PROBLEM TO WORK ON: The data below is to be transcribed word for word; pictures are to be excluded.

####################

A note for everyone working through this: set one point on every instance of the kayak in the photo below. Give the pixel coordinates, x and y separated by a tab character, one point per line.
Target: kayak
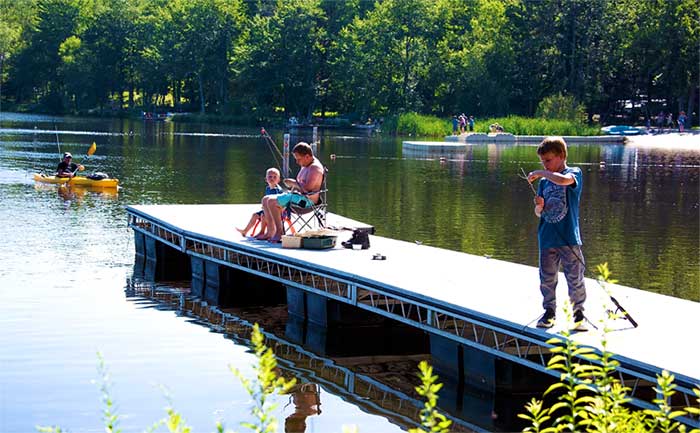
77	180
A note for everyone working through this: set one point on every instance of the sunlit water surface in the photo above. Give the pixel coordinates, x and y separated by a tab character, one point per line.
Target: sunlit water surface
66	265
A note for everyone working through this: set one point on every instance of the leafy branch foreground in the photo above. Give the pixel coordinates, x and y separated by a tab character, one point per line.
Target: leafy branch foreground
589	396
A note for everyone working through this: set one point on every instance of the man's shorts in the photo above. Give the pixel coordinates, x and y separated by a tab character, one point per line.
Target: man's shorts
296	199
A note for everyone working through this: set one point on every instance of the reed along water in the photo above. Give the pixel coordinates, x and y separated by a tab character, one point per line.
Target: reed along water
68	290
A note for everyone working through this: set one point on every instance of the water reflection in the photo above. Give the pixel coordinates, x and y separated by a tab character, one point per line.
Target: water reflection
306	398
379	385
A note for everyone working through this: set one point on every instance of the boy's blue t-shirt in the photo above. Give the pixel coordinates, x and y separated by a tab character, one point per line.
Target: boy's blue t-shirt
272	191
559	224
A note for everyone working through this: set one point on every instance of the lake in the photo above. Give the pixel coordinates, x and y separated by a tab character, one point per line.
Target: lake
68	290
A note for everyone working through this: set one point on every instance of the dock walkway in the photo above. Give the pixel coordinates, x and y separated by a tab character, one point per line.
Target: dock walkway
480	302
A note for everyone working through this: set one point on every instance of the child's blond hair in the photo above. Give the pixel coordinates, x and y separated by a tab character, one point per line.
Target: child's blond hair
555	145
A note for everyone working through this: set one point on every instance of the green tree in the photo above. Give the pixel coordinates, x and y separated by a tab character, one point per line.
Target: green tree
281	60
37	66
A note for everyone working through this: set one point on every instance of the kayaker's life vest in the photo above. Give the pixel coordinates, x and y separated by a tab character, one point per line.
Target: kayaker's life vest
97	176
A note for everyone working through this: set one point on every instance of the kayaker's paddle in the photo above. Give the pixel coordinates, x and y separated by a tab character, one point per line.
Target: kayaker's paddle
90	152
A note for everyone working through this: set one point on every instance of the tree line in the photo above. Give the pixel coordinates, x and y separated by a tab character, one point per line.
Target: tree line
265	58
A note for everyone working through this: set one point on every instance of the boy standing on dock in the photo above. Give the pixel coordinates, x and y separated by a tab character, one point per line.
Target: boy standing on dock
558	234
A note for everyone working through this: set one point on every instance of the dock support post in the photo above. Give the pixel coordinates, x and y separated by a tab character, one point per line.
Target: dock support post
224	286
163	262
140	254
335	328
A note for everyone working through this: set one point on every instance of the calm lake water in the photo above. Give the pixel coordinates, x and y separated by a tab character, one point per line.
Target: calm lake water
66	275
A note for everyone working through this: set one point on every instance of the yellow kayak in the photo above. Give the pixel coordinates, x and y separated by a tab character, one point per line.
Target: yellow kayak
77	180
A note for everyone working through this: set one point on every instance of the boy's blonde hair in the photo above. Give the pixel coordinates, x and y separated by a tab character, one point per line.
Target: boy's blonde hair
555	145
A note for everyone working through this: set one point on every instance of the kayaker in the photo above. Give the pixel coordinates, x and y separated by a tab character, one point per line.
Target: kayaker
67	168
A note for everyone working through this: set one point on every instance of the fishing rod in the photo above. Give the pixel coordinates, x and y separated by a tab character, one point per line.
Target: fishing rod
619	307
58	143
276	154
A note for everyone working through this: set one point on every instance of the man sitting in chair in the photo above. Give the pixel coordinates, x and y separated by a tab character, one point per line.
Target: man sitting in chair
309	179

####################

THE COMPLETED TASK:
A note for everyone working through this: set one point on every instance of the kayak in the photo below. Give the pixel coordinates, x and y separated by a tab character, one point per line.
Target: kayak
77	180
A note for everyone working through this: set one point on every instance of the sunlit water surface in the photo above. Give the pixel coordinates, x and y separated by a tab character, one point per line.
Target: sunlit water surface
66	265
A note for everyone working through this: set one point on every instance of the leafy branch foreground in the photo above. Give the pixel coordinates, x and y separated by a tab character, one point per line.
Target: leafy branch foreground
589	396
A note for everyone working through this: set one point on every instance of the man's shorts in the photo above. Give the pixel coordinates, x and y separated by a tab character, one point per line.
Target: man's shorts
296	199
A note for everyone working through this: set one point on every instance of the reed along water in the photo above. Give the pixel coordinates, x and y separated by a tab character, one point per line.
Target: reed along water
68	290
A note for everyone working through this: set one point on every instance of the water reflection in the photo above. Give the pixel coordinates, x and y separated by a tab character, one point per line.
Target: water reflection
306	398
379	385
A note for everyone working through this: set one point on every instance of the boy's blue t-shirt in the photo above. Give the pixel coordinates, x and y separated by a tab character, one point per line.
Target: boy's blue t-shirt
272	191
559	224
A note for everyone working through this: set one point on every instance of the lake in the photo above. Give the pixel coordinates, x and y separated by a tab character, one point per line.
Target: lake
68	290
A note for everyone working through this: set one point on every instance of the dock walkway in the photo above. Give the pixel coordinates, x and y separated by a tab character, one point per line.
Target: dock walkway
480	302
A note for everyone working through this: set one point on every instance of the child's blond hair in the photo above. Give the pixel coordinates, x and y separated by a tab character, one point per line.
Target: child's blond hair
555	145
A note for everyone working through this: set one point on every instance of the green tree in the photo above. Give the pixel coordinates, x and y separated by a tab character, one point per line.
Target: green tree
281	60
37	66
A note for everyone working through this: set one point on every instance of the kayaker's life vest in the photo above. Give the pixel coordinates, x and y separated by a tab character, one point per line.
Target: kayaker's life vest
97	176
A note for everyone working through this: set one point on every instance of the kayaker's paddle in the photo above. Give the pixel coordinates, x and y separated by a tab character, one point per line.
Target: kayaker's paddle
90	152
A note for everyone working through this: set one point on every instance of the tree line in the photo above. Give the pixel coordinates, x and y separated by a tab character, one point per line.
Target: tree line
265	58
A note for everyone working through this: set one point on every instance of the boy standing on dock in the photo above. Give the pixel coordinates, x and y separated by a tab character, one point per line.
Target: boy standing on dock
558	234
A note for everyone working through this: set one point on every instance of the dock support post in the photo above. Give the pixel coordinates, x and y separated by a tab character, one point per line.
Target: dock support post
224	286
163	262
140	254
335	328
A note for everyone working through this: set one point on every instance of the calm lake water in the photo above. Give the pixel coordinates, x and y separated by a tab character, one point per line.
Target: calm lake water
66	275
A note for everyone working through this: set one point on every instance of the yellow kayak in the photo above. Give the pixel coordinates, x and y separated by a tab character, one point per line.
Target: yellow kayak
77	180
A note for everyone working through this: set one point on every instance of the boy's blonde hair in the photo above. Give the pixel coordinates, x and y separated by a tab character, one point per line.
Target: boy's blonde hair
555	145
A note for everyone working through this: set one point on every instance of the kayaker in the photo above. Give the pixel coordinates, x and y separated by a tab character, one point per line.
Target: kayaker
67	168
A note for everyone working through this: set one point on every instance of the fishing rod in the photo above. Give the pixel coordinates, x and y separated by a tab character, one point per line.
Target: fishing rod
619	307
58	143
276	154
A note for everyone working through this: set one point on every instance of the man sitting in chair in the photo above. Give the pixel coordinates, x and y separated by a tab character, one point per line.
Target: man sitting in chair
309	179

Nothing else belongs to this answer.